## SOURCE TEXT
§
At least 85 dental patients have died in Texas since 2010 and the number of similar deaths nationwide is likely much higher, according to a new investigation by The Dallas Morning News.
The newspaper listed several potential risks of bad dental care, including oversedation, inhaling objects, bleeding and facial fires. Other concerns included monitoring and emergency-response failures, accidental or deliberate violence, unsterilized equipment and intoxicated dentists.
Texas is the only state in the nation that both requires dentists to report all deaths that might be treatment-related and produces a detailed accounting of those reports, the paper found. It said that many states refused to release death reports that dentists have submitted, making it impossible to have a complete picture of why patients die and how many cases are related to treatment errors.
But based on the number of deaths in Texas — the second-largest state with about one-twelfth of the U.S. population — the paper projected that up to 1,000 people may have died nationwide of dental-related causes since 2010.
The News' 18-month investigation also found that state agencies charged with protecting the public often fail to take strong action against dangerous dentists. Even those who are disciplined can find it easy to keep working with little or no oversight.
In a Dallas case that triggered the newspaper's investigation, an official autopsy report found that a 4-year-old boy suffered a fatal drug overdose while having cavities treated. The dentist's dosage was twice what Texas dental schools approved for sedating preschoolers. His penalty from state regulators was a $3,000 fine, online remedial classes and unsupervised probation.
§
## TASKS TO COMPLETE
1: In the article on dental patient deaths, how long did the investigation by The News last?
2: Continue the article on dental patient deaths in Texas from the end of its last sentence.
The listing that comes next has nothing to do with the article on dental patient deaths.

## INFORMATION PROVIDED
§
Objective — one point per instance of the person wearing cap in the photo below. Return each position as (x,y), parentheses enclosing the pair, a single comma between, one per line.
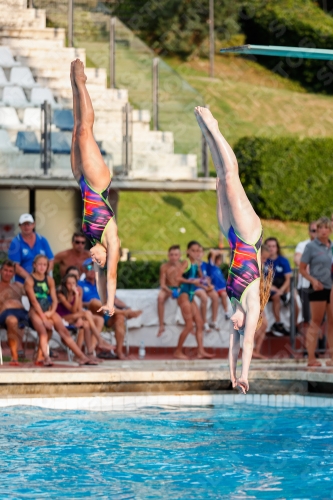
§
## RESPONSES BY TASK
1: 18 months.

2:
Dr. Michael Mashni, a past president of the American Society of Dentist Anesthesiologists and a California sedation expert, is an outspoken critic of government secrecy on the issue, the paper said.
"If we cannot identify where the problems or system breakdowns are occurring, how can we as both a profession and consumer agency prevent them?" Mashni wrote in one letter to the Dental Board of California, which he shared with the paper. "To put this bluntly, how many children have to die unnecessarily before any action is taken or trends identified?"
Whatever the number of deaths and injuries, it's a tiny fraction of all dental visits, The News said.
But the death estimate is a big number in terms of public expectation, which is that "someone should not die from going to the dentist," said longtime malpractice insurance official Dr. Lewis Estabrooks.